===== Quoted passage =====

Hello,
I've got myself into a total panic about my pregnancy and don't know where to turn. Sorry, this is long.
I really struggled to get (and stay) pregnant - we tried for over five years and had multiple miscarriages along the way. We also went through nine failed rounds of ivf before eventually falling pregnant naturally much to our surprise.
I'm 21 weeks now, we've never got this far. But the pregnancy hasn't been without its complications.
I found out at my 12 week screening tests that I have low Papp-a, which is a hormone that facilitates blood flow to the placenta. It means that I'm at a higher risk of foetal growth restriction as the placenta may not be able to feed the baby properly. This can lead to low birth weight and potentially premature birth. We just have to hope that the baby is growing properly from 24 weeks. For now, she is perfect.
At our 20w scan we found out on top of the low Papp-a that I have a low-lying anterior placenta. The anterior placenta isn't dangerous in itself but I have to hope that it moves up away from the cervix otherwise it could lead to c-section, which is especially dangerous when the placenta is at the front instead of the normal position at the back because it would sit at the place they normally make the incision and can lead to major haemorrhaging if anything goes wrong. The highest risk is if it's a premature delivery.
Most of the time the placenta will move up but they also saw in my scan that I have a large-ish fibroid - I read that that is what sometimes causes a low lying placenta as it prevents the placenta from moving up, and can also cause foetal growth restriction and premature birth. Again, we just have to sit tight and hope it doesn't get any bigger and that my placenta will move away from the cervix.

=====

| Exercise set |
1 – In the pregnancy post, how many failed rounds of IVF does the writer say they went through?
2 – Continue the pregnancy post, picking up after its final paragraph.

===== Input data =====

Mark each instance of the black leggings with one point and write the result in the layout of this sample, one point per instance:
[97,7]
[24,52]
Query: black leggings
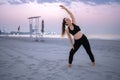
[82,41]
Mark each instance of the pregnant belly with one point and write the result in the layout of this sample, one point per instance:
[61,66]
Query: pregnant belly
[78,35]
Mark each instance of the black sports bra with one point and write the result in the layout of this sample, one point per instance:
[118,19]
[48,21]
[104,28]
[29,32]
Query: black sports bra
[75,30]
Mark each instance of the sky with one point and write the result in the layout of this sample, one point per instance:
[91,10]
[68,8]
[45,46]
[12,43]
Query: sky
[93,16]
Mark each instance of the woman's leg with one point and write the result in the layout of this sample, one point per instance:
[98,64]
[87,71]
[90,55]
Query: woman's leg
[87,47]
[77,44]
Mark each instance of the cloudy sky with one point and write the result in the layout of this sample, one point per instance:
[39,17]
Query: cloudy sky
[93,16]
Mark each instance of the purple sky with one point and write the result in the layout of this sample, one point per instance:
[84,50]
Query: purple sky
[93,16]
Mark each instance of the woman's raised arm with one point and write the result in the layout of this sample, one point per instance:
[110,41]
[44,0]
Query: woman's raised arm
[70,13]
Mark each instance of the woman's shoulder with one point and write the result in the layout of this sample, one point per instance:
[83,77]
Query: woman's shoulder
[74,24]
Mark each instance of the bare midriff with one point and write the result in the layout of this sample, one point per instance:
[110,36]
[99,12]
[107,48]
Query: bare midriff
[78,35]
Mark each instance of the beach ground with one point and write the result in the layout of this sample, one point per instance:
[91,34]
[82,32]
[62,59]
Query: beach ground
[25,59]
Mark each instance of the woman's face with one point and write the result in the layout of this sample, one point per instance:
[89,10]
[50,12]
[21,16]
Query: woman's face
[68,21]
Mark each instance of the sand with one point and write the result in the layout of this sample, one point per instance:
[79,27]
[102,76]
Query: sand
[24,59]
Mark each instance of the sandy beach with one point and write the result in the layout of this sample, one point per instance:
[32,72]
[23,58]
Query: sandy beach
[24,59]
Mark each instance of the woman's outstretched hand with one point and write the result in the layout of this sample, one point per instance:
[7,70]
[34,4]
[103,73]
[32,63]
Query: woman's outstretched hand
[63,7]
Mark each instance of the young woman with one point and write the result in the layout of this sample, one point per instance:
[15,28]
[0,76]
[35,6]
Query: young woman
[79,37]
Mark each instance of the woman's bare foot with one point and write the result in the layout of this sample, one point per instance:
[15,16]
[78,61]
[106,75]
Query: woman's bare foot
[93,63]
[69,65]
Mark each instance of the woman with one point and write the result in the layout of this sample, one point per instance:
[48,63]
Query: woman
[79,38]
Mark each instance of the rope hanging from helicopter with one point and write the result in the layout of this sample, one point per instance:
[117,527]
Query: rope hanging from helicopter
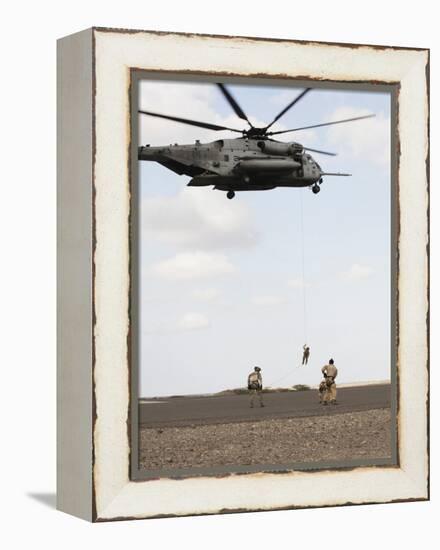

=====

| Results in order |
1 – Nine.

2 –
Now I'm also terrified of catching covid as the risk of that is... premature birth.
Individually I'm not so worried about each of these things but I have sent myself into a complete spiral and have convinced myself that all will end badly with the risk of foetal growth restriction, premature birth, low placenta, the potential complications with c-section and the risk of covid all piled on top of each other. I saw my midwife on Friday and she had said just just sit tight and wait and see what happens with all of these things, and hope for the best. She said not to go off and worry until I needed to, which hasn't given me much confidence. I know they have to be truthful and not give false hope.
I just feel that my body has failed me so many times and now I'm failing this baby inside me by not keeping her as safe as she should be 😢 Maybe I shouldn't be having children at all. I feel so selfish.